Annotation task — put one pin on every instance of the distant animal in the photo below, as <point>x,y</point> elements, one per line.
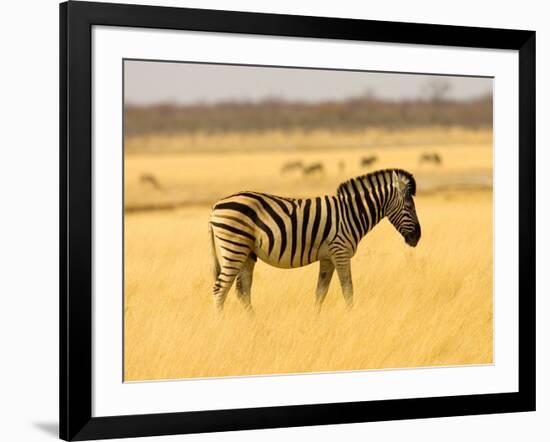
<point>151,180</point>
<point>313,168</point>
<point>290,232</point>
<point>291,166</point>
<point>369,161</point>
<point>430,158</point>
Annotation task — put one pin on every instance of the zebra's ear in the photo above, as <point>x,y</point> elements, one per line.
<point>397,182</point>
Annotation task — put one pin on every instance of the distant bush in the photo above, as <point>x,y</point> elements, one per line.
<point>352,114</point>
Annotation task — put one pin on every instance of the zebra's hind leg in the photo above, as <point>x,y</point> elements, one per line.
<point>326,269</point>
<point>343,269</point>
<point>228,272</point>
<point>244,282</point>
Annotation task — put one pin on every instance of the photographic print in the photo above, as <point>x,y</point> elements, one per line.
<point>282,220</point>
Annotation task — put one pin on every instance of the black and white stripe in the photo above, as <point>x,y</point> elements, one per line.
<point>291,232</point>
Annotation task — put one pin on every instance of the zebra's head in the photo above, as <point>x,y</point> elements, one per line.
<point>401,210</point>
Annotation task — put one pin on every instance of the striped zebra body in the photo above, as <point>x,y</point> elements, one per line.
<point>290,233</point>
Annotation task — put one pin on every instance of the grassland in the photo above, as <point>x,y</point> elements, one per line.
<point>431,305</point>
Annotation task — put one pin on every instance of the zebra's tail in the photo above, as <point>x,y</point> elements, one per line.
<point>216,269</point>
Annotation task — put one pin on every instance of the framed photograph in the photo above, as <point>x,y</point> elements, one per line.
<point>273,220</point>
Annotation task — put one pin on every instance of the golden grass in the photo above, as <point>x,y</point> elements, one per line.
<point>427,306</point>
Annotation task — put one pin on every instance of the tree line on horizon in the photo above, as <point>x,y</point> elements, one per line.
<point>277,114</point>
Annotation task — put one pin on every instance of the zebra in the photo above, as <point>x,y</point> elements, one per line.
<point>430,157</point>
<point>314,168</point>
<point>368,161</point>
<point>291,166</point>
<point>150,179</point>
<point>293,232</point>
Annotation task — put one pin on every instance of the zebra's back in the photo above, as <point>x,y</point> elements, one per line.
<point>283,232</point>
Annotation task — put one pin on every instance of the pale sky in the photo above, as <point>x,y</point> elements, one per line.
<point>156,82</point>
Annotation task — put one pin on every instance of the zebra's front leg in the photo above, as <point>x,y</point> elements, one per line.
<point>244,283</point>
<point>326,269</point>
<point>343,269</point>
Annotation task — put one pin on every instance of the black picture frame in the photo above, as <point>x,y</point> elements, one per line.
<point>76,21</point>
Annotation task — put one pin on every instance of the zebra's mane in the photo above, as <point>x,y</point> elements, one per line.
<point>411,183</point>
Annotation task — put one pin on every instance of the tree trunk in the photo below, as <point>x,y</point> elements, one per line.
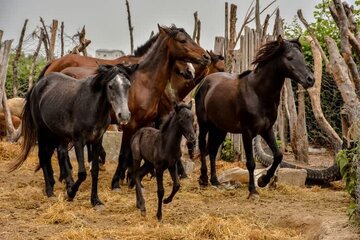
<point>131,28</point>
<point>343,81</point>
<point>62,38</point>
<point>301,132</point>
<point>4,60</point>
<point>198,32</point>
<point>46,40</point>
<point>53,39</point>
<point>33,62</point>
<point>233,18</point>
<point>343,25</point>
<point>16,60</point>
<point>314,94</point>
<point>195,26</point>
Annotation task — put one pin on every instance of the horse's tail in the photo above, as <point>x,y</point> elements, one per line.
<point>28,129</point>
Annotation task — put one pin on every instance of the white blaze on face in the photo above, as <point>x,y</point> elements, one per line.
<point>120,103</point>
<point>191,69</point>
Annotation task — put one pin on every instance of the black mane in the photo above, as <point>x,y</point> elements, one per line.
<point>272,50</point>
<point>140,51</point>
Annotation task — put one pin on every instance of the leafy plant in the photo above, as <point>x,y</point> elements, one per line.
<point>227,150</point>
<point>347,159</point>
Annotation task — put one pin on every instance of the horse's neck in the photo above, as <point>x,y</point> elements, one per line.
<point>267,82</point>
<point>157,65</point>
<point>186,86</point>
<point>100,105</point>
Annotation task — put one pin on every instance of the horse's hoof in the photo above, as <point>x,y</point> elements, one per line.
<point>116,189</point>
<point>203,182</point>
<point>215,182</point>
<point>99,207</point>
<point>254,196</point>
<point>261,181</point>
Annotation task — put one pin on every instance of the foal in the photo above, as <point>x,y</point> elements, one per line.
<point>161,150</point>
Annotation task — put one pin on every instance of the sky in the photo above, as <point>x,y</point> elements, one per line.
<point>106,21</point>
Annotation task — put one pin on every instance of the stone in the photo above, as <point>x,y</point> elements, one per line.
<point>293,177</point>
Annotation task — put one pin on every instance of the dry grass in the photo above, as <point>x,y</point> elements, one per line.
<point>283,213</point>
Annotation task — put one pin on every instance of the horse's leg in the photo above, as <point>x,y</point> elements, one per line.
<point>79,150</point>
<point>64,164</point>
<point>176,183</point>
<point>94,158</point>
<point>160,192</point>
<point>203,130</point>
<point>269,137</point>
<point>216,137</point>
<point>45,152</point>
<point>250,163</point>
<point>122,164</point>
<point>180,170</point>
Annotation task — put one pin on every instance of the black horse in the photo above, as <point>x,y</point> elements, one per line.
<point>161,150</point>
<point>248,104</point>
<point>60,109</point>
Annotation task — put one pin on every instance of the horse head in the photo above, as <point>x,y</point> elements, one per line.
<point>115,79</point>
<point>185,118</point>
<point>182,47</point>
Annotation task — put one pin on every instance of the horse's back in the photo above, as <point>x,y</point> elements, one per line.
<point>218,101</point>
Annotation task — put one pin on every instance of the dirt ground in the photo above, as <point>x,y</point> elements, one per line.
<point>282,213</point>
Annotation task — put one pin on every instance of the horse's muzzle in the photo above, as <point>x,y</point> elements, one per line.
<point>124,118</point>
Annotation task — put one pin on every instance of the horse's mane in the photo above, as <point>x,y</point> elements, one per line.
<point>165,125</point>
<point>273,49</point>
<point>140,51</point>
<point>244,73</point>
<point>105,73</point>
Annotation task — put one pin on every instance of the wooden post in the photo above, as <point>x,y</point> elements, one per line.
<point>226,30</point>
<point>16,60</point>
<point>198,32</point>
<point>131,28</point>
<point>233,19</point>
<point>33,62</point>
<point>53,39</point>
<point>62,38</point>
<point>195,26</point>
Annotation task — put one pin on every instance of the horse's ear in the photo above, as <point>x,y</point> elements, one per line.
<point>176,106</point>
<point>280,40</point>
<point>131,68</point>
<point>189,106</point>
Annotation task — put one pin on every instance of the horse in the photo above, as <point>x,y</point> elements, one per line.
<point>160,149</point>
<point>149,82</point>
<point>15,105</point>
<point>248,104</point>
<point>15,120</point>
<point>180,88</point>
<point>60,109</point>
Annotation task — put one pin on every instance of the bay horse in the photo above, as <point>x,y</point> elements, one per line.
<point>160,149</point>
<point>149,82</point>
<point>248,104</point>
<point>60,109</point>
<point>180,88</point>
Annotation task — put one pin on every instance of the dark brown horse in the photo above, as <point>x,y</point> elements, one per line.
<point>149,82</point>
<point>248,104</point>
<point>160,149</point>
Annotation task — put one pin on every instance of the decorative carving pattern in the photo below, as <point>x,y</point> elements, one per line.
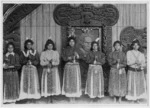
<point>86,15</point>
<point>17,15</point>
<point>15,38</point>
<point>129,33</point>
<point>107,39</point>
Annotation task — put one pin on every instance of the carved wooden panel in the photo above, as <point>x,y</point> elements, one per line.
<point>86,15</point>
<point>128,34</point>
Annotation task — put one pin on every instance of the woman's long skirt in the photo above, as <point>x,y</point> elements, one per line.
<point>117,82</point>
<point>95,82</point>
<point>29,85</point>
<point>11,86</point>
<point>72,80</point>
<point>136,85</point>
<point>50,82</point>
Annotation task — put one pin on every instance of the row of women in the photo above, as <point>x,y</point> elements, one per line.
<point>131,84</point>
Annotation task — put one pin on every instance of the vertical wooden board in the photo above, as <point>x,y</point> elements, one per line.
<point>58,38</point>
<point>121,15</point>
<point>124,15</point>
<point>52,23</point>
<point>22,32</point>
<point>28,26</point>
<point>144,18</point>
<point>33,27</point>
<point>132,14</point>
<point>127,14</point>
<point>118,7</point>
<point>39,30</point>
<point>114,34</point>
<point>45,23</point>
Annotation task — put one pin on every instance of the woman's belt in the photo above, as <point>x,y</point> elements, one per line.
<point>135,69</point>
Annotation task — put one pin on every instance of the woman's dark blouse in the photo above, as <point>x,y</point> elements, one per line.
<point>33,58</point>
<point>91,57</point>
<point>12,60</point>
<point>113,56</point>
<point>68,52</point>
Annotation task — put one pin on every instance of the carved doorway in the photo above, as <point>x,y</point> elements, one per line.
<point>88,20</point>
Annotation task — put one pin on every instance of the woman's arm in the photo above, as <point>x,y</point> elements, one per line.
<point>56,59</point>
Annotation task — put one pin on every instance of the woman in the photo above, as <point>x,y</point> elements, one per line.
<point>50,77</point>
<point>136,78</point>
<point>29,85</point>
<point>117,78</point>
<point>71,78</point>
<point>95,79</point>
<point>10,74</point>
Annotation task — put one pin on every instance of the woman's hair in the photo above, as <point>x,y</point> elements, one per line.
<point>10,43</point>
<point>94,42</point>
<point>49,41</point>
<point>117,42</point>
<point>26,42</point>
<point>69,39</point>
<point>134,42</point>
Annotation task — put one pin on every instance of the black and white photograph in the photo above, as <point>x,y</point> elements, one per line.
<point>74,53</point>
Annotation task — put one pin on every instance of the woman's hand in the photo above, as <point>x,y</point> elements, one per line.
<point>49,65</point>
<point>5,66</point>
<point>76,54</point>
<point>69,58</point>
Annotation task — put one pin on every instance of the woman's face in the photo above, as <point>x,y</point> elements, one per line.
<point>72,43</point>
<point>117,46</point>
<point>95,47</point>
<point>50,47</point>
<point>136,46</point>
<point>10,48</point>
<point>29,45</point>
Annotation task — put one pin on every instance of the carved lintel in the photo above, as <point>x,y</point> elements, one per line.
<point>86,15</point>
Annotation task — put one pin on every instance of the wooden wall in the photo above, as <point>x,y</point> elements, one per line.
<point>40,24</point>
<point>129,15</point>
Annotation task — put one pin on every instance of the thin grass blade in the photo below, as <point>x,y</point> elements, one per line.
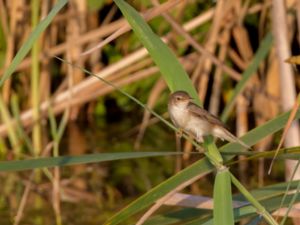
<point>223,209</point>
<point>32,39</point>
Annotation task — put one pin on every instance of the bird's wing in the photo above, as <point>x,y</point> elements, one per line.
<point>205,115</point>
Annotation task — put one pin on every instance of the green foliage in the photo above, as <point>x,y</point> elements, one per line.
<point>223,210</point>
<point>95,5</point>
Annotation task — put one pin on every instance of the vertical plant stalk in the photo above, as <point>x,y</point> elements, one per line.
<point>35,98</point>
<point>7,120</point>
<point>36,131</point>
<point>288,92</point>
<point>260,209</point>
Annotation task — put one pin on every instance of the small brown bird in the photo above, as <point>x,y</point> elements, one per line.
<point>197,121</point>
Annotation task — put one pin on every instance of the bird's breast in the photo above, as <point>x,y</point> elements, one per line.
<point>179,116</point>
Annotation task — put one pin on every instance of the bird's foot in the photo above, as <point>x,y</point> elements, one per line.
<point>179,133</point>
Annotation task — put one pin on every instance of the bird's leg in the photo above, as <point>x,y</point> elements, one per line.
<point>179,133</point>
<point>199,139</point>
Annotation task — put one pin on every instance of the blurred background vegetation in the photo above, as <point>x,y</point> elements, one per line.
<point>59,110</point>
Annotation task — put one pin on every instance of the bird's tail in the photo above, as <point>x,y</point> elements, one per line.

DESCRIPTION OF THE TASK » Reproduce word for word the items from the line with "of the thin" to the line with "<point>205,115</point>", both included, and leave the pictures out.

CORRECT RESPONSE »
Annotation task — put one pin on every instance of the thin grass blade in the photo below, as <point>x,y</point> elements, one per line.
<point>223,209</point>
<point>32,39</point>
Annotation task — put one pin on every instance of the bird's wing in the photo above, as <point>x,y</point> elements, one per line.
<point>205,115</point>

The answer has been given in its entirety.